Page:
Re:They're insane. (Score:2, Insightful)
I think this is more of a threat. Games resellers have been making insane profits and leaving the developers and publishers in the cold. It's one thing to sell a book, CD, or yard sale, its another thing entirely to buy recently released top-shelf games at 20 bucks a pop and sell them at 55.
I've got nothing against the first sale doctrine, but those prices? Fuck, at those prices, they should be given a good excuse (We have to give 20% to the developer, or they start killing our business.)
Doctrine of first sale (Score:5, Insightful)
Doctrine of first sale still applies to other properties that can be purchased and re-sold, despite the fact that authors make no money off sales of used books, nor Ford off sales of used cars and trucks.
Its like the music industries attitude problem has somehow infiltrated the thinking of other digital organizations worldwide.
Harry Potter will have had way more readers than it had sales (probably more than twice as many) before accounting for privacy at all.
"Get over it" comes to mind.
Re:They're insane. (Score:5, Insightful)
Any tactic like not selling the whole game is, if not a blatent violation of fair use, a dispicable act that will have the manufacturer forever banned from my collection.
Re:They're insane. (Score:5, Insightful)
That's just it. The renters and the used game buyers aren't their customers.
trade ins (Score:2, Insightful)
What game publishers don't understand: All those people that trade in games at Gamestop? Do you know what they use the store credit for? *New Games* If you kill the secondary market, all you will do is take money from the primary market, with the result of a poorer games industry. Is that what you want?
Re:Small Monthly Fees (Score:4, Insightful)

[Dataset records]
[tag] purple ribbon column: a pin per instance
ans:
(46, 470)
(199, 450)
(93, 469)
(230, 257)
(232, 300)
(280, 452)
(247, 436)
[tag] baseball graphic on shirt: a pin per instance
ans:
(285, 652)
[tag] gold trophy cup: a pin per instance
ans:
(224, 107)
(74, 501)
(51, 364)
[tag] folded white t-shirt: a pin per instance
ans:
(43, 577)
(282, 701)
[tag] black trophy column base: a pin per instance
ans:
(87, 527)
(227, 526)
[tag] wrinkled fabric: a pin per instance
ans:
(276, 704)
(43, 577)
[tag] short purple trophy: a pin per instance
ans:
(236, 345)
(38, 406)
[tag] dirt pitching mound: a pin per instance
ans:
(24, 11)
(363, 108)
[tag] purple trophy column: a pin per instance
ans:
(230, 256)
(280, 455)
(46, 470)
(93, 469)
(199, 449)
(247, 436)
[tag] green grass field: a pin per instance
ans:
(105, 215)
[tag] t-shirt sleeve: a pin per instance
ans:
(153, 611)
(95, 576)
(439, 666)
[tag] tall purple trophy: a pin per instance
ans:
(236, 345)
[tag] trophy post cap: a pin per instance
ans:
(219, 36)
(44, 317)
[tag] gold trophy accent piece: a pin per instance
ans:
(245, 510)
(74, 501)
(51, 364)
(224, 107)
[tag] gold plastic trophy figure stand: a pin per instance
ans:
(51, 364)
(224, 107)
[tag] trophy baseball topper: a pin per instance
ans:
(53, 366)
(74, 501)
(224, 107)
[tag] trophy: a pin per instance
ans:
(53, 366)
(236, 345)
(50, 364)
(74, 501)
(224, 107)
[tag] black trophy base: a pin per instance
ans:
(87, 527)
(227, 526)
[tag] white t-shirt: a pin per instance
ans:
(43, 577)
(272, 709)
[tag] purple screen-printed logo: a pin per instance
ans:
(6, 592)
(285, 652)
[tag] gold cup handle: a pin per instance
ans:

Job 1:
Answer these questions using the comment thread on used game sales.
(a) For what price does the thread say resellers sell games they bought at 20 bucks?
(b) Which two examples does the comment titled "Doctrine of first sale" give of makers who earn nothing from used sales?
(c) What does the thread say people who trade in games at Gamestop use their store credit for?
Job 2:
For each statement, say whether the comment thread on used game sales agrees with it, and quote the words that decide it.
(a) Resellers buy recently released top-shelf games for 20 bucks each.
(b) Renters and used game buyers are described as the publishers' customers.
(c) Harry Potter is said to have had fewer readers than sales.
Job 3: Copy the comment thread on used game sales word for word, from "Doctrine of first sale still" up to and including "cars and trucks.".

Full output 1:
(a) 55.
(b) Authors, from sales of used books, and Ford, from sales of used cars and trucks.
(c) New games.

Full output 2:
(a) Yes: "buy recently released top-shelf games at 20 bucks a pop and sell them at 55."
(b) No: "The renters and the used game buyers aren't their customers."
(c) No: "Harry Potter will have had way more readers than it had sales"

Full output 3:
Doctrine of first sale still applies to other properties that can be purchased and re-sold, despite the fact that authors make no money off sales of used books, nor Ford off sales of used cars and trucks.